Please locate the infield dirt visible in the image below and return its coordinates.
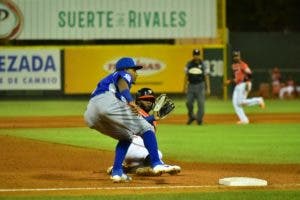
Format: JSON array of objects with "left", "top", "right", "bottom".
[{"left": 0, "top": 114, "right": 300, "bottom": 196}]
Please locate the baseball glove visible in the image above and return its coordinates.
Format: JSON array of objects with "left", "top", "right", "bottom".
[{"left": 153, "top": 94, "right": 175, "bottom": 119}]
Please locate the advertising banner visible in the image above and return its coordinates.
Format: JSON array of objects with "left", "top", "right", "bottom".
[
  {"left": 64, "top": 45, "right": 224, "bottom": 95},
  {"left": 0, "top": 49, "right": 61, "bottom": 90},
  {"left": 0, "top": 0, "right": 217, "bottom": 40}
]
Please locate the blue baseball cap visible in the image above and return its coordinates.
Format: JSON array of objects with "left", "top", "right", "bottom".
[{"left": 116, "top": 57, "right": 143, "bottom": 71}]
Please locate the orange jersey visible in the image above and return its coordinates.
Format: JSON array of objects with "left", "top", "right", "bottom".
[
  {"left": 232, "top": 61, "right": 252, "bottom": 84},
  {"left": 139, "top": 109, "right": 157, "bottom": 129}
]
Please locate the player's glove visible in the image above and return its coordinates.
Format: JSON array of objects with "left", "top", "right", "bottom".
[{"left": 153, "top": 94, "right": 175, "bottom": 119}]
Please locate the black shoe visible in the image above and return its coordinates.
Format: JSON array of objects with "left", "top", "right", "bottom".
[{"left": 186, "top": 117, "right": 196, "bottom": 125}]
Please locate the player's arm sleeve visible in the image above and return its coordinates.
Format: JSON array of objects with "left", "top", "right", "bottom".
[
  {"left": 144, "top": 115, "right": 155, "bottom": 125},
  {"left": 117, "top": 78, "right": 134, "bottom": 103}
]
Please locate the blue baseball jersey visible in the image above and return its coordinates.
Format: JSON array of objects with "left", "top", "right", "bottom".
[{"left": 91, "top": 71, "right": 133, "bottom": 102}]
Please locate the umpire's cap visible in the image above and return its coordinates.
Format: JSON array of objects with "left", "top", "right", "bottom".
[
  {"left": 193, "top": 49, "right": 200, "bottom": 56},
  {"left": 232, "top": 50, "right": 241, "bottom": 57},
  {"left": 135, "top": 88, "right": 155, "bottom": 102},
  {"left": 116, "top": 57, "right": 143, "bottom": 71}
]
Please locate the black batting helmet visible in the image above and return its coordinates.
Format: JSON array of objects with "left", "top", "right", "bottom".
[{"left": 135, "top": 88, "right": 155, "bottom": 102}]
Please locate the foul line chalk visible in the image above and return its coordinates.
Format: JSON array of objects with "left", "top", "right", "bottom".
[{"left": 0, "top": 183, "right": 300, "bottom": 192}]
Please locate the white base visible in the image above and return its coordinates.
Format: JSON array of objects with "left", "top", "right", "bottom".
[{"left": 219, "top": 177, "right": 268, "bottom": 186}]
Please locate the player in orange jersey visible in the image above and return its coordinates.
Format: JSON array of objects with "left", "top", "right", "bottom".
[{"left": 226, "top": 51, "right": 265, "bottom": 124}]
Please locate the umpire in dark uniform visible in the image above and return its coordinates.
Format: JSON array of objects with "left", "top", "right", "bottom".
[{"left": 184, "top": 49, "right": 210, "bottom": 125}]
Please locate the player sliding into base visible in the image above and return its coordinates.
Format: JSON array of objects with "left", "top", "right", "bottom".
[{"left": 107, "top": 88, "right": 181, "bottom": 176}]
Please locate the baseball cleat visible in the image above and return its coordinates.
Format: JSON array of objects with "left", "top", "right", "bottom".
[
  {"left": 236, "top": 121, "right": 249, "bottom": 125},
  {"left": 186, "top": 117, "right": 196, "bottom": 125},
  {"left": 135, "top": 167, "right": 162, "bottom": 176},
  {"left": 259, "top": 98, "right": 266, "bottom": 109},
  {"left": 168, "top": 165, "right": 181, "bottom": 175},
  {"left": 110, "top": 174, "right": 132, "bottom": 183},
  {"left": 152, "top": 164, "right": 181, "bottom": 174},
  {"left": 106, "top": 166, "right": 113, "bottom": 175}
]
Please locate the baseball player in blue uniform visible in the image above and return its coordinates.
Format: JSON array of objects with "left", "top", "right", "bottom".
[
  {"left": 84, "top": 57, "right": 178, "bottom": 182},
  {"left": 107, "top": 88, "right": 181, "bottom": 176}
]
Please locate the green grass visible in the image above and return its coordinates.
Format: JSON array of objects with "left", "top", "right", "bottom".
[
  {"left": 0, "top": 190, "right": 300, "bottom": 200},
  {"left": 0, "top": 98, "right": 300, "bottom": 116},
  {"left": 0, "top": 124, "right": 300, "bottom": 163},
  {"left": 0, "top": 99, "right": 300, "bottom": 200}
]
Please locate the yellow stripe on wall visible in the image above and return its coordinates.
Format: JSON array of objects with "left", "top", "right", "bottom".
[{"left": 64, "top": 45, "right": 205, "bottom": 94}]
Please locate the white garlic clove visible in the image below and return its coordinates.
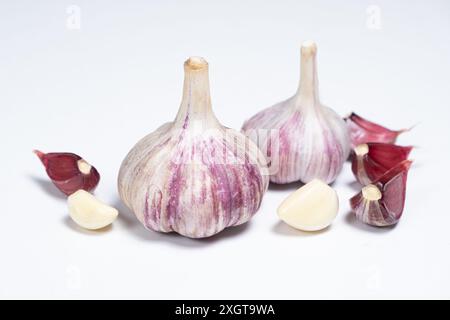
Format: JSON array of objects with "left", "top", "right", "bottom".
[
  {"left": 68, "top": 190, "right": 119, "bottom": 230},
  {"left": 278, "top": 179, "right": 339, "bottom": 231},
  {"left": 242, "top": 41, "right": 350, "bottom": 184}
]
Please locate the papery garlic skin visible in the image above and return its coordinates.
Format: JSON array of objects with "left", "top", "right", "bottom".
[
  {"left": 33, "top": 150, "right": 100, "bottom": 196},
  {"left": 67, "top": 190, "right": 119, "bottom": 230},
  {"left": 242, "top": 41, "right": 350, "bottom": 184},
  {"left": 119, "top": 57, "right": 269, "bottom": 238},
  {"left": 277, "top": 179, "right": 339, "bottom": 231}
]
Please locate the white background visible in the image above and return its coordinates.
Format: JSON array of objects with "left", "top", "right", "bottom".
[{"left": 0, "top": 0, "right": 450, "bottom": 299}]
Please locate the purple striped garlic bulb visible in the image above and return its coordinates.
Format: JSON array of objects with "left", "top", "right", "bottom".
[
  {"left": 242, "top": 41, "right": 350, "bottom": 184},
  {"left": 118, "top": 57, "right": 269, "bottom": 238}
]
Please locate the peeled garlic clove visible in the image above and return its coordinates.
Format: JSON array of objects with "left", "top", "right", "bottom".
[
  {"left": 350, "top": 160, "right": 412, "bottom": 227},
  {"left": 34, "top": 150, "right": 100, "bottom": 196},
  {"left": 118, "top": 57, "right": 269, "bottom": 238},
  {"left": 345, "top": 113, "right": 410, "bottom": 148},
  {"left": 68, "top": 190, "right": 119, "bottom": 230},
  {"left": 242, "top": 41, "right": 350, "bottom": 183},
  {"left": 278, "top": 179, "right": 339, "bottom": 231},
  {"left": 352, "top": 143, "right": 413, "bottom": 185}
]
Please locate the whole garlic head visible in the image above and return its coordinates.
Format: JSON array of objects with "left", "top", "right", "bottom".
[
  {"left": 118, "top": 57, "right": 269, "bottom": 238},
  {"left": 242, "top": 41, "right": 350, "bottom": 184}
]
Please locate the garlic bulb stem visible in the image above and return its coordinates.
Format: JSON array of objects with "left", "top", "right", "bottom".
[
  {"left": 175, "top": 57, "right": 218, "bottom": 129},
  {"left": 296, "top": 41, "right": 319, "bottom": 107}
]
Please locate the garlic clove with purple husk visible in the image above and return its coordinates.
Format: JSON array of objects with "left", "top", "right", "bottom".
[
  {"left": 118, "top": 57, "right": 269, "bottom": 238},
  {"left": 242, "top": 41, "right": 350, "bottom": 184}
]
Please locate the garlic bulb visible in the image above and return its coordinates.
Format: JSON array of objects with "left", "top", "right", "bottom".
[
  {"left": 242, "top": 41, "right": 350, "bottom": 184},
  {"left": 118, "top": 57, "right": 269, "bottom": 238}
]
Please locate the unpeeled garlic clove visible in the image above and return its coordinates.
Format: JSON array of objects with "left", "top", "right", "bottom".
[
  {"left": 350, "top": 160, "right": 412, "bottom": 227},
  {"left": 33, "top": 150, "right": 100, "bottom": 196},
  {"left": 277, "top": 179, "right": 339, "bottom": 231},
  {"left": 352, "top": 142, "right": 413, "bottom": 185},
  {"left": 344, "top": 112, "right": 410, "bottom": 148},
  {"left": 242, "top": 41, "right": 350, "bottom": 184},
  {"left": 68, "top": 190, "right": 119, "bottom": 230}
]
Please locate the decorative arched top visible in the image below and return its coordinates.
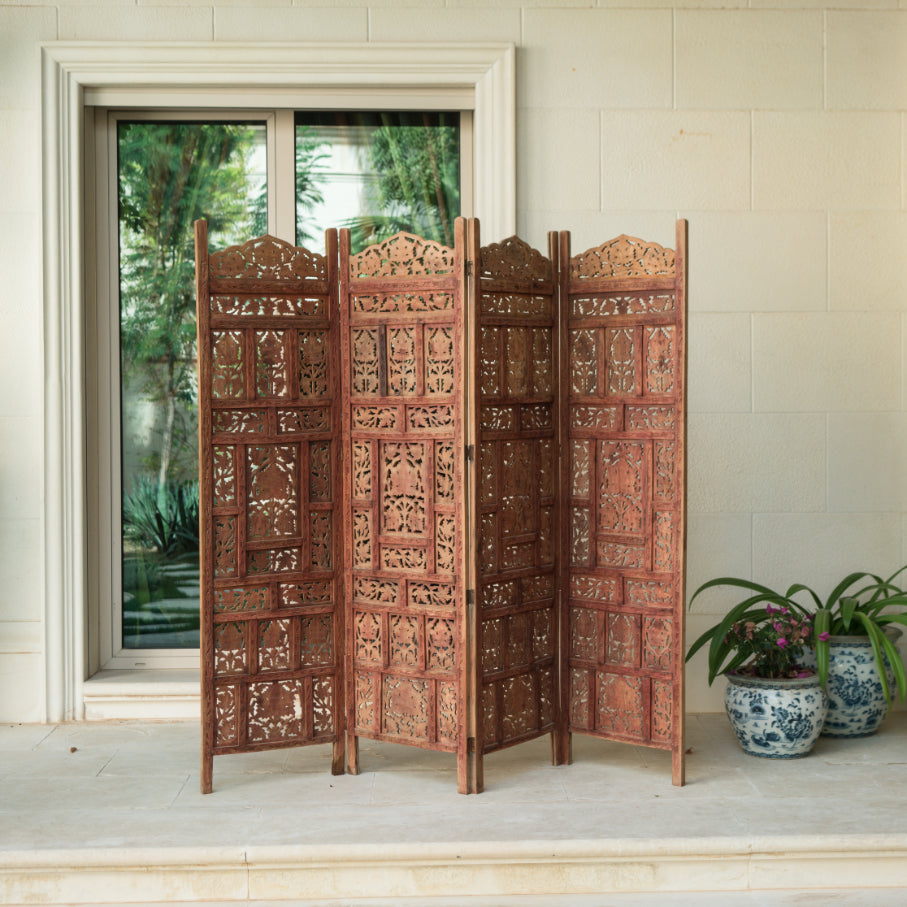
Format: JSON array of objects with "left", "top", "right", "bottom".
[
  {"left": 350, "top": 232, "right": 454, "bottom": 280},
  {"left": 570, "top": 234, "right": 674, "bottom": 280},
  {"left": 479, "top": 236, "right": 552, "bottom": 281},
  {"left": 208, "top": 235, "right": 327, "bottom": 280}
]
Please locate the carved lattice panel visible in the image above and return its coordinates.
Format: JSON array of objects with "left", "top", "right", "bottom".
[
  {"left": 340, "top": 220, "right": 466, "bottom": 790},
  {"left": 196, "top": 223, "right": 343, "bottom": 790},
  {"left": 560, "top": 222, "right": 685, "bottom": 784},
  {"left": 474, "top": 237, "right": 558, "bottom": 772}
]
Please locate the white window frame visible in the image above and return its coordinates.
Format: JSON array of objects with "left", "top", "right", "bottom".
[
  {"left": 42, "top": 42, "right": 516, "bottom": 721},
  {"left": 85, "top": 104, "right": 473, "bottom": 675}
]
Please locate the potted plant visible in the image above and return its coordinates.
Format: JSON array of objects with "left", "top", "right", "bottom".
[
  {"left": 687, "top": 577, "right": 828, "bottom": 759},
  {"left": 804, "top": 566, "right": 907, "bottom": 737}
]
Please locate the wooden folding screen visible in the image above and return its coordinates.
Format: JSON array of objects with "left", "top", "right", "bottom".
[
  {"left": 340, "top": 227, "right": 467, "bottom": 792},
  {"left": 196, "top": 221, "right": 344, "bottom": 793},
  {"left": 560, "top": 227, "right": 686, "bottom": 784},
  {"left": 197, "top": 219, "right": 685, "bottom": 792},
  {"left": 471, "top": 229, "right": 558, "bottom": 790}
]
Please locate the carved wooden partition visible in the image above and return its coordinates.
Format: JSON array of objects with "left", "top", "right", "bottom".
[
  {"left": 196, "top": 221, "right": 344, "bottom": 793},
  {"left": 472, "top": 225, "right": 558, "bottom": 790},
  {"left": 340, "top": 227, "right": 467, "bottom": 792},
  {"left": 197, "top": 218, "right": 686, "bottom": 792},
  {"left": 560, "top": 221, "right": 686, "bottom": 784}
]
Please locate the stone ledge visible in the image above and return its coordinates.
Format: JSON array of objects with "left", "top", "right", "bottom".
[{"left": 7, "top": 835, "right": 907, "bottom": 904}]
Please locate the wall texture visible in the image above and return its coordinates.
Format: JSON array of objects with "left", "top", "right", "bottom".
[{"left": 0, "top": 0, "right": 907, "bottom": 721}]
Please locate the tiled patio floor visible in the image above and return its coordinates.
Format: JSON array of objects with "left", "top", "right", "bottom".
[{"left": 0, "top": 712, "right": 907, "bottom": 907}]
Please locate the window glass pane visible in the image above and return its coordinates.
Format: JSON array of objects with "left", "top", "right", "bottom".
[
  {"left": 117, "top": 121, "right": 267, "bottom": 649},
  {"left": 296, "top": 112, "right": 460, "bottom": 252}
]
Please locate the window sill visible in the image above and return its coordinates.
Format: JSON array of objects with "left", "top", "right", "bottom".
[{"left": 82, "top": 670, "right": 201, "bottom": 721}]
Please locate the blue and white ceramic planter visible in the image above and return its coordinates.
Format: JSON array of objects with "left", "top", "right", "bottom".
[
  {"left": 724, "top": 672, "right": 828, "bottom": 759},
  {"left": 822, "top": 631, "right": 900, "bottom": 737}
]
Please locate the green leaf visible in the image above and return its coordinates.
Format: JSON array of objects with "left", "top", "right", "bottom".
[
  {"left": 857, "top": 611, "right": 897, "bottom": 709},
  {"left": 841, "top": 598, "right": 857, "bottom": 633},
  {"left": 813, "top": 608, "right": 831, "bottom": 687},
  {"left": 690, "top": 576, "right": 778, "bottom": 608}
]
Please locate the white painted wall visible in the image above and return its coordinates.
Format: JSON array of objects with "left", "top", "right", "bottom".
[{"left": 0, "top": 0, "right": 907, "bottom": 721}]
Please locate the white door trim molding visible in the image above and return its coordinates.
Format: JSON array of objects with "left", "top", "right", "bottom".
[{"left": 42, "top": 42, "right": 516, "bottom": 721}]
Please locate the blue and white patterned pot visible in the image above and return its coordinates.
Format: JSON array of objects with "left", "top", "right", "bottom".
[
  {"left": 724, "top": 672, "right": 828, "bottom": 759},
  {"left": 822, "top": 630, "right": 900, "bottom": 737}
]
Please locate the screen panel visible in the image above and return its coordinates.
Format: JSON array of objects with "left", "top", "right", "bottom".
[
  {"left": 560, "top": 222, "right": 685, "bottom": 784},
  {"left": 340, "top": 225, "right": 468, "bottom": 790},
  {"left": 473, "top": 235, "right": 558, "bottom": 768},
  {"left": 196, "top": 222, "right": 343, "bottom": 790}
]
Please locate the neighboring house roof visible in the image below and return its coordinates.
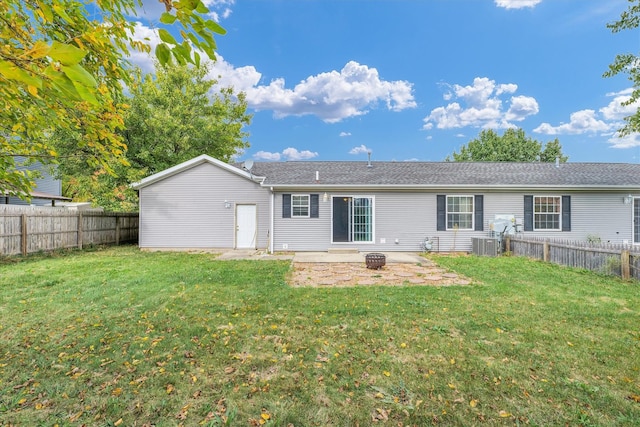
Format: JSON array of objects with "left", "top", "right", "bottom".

■ **Exercise**:
Report how many lines of the entries above contain the string "garlic". Give only the number.

■ **Exercise output**:
9